** start of PASSAGE SHOWN **

Watch the video presentation and/or read the full text below

We have just seen that USD 300 per customer is ‘sufficient’ annual revenue to cover costs, but only actually from Y6 onwards. Instead, we will aim for USD 360, as a ‘round multiple of 12’, corresponding to a monthly tariff of USD 30:

  1. Access the Tariffs dialog from the icon menu for the service.
  2. Enter the Rental Tariff and Tariff Period inputs as shown below (directly analogous to the Rental Cost and Cost Period we used for the Space resource).

Figure 47: Rental Tariff and Tariff Period service inputs, comparable to Rental Cost and Cost Period for Space

  1. Run the model. The Results program is activated.
  2. Now the Revenue per Average Connection result comes to life, flat at USD 360 as expected, and exceeds the fully-allocated cost per customer from Y5 onwards.

** end of PASSAGE SHOWN **

- [PROBLEMS TO SOLVE]:
1. Render this sentence from the tariff walkthrough in Spanish: "Access the Tariffs dialog from the icon menu for the service."
2. In the tariff walkthrough, what monthly tariff corresponds to the annual revenue target of USD 360?
3. Echo the tariff walkthrough from "Watch the video" up to and including "for the service.".

** start of RECORDS SUPPLIED **

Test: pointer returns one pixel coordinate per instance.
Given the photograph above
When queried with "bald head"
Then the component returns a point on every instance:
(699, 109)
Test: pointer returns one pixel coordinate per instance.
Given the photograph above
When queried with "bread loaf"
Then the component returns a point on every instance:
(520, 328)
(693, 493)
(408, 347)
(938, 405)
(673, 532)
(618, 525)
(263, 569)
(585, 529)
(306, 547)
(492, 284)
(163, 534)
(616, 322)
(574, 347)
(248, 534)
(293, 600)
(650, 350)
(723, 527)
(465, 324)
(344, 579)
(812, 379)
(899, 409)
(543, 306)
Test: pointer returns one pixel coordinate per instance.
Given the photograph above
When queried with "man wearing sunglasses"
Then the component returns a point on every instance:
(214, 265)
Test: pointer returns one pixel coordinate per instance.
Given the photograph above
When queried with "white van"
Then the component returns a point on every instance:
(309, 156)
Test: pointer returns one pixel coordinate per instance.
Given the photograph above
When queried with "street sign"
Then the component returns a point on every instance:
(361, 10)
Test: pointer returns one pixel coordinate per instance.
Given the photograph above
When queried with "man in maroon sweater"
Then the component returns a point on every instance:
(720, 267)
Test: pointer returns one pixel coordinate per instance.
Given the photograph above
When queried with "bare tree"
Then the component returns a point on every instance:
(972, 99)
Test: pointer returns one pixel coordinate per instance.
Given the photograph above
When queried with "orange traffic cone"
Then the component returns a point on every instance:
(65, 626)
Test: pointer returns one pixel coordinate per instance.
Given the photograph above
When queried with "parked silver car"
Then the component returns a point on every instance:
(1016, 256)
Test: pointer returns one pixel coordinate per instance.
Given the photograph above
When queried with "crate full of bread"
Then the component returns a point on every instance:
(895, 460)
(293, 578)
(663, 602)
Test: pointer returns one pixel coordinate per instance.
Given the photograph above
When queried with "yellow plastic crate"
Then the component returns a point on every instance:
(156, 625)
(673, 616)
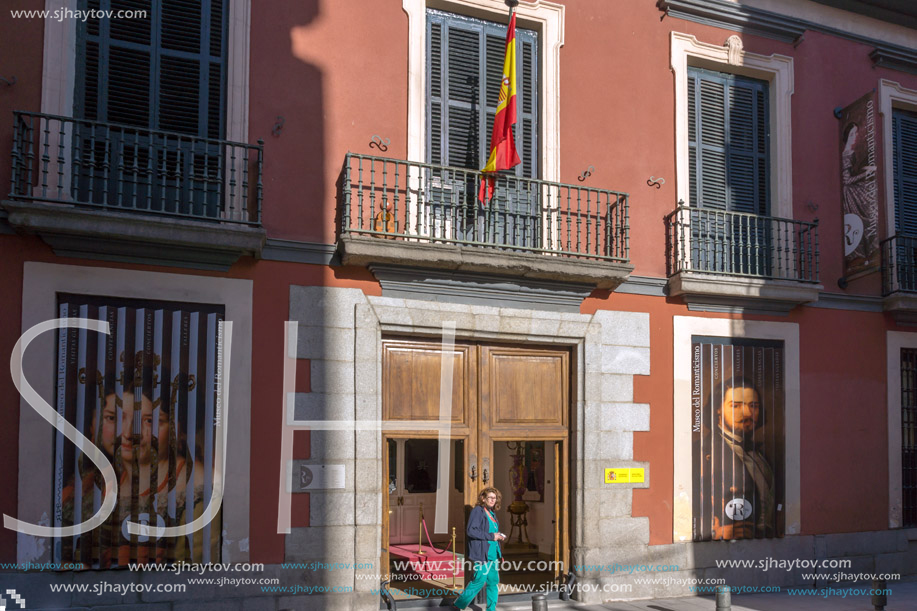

** end of RECORDS SUPPLIED **

- [THE ANSWERS]:
1. Acceda al cuadro de diálogo Tariffs desde el menú de iconos del servicio.

2. USD 30 per month.

3.
Watch the video presentation and/or read the full text below

We have just seen that USD 300 per customer is ‘sufficient’ annual revenue to cover costs, but only actually from Y6 onwards. Instead, we will aim for USD 360, as a ‘round multiple of 12’, corresponding to a monthly tariff of USD 30:

  1. Access the Tariffs dialog from the icon menu for the service.